* REQUIRED ACTION
I need the lines below from the one with "the dark beard" down to the one with "tio sponsor logo" reproduced exactly, both ends included, and nothing else.

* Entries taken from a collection
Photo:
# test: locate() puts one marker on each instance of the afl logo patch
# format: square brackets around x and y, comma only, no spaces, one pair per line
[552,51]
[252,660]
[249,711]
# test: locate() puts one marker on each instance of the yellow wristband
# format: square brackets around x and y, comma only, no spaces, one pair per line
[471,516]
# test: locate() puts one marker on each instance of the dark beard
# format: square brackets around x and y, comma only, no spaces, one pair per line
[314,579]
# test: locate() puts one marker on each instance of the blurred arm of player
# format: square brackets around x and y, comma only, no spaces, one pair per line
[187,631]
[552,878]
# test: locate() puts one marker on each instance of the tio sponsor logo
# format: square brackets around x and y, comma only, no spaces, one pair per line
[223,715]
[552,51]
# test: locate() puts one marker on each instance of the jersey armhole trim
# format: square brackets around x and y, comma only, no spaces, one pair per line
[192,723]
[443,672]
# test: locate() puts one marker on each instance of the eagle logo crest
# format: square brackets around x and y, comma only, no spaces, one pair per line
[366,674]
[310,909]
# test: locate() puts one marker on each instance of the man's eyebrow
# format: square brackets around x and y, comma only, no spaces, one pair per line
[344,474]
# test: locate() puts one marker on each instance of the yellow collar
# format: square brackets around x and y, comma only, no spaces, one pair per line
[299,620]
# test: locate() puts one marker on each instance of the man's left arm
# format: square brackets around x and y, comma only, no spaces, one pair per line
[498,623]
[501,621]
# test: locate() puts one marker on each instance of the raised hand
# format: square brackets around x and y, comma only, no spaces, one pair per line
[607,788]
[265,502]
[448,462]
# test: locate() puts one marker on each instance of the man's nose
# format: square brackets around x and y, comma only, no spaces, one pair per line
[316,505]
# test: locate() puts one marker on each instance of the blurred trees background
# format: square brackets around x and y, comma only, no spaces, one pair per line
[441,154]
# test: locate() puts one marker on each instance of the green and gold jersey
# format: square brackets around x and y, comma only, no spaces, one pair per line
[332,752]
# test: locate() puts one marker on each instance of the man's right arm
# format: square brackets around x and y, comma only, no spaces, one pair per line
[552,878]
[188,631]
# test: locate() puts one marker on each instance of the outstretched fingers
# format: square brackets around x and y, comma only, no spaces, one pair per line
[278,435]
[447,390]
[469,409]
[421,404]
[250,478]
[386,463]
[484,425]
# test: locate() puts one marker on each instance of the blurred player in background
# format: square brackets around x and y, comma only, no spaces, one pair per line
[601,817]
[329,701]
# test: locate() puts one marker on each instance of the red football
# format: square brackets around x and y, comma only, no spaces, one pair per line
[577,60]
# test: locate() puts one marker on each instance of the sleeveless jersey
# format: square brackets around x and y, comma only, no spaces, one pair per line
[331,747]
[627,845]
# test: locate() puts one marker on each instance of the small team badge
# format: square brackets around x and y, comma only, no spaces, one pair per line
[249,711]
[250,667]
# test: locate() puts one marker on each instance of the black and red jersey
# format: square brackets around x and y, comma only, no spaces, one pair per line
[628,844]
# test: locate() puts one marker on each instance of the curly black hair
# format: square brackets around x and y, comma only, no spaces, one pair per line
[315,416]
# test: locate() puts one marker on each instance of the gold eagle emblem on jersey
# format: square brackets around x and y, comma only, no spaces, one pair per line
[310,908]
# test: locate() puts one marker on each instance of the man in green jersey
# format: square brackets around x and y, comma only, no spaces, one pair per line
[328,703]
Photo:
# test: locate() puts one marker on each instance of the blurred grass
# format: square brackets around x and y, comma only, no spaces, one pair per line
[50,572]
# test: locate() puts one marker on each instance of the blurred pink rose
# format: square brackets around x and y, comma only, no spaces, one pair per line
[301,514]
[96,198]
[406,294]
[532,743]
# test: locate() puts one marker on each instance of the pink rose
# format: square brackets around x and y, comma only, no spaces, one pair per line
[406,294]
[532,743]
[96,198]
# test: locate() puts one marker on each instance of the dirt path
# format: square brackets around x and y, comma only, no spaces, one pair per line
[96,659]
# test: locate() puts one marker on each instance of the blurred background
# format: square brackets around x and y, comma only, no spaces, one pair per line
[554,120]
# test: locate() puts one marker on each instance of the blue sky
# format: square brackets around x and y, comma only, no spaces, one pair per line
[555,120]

* COMPLETED EXERCISE
# test: locate() puts one marker on each instance of the dark beard
# format: square brackets around x and y, comma only, no spaces, one pair per line
[314,579]
# test: locate() puts one marker on each instance of the blurred arm of player
# format: square brackets around x and y, comma only, no spaces, one pair per line
[187,631]
[552,878]
# test: locate() puts one marker on each instance of the tio sponsor logo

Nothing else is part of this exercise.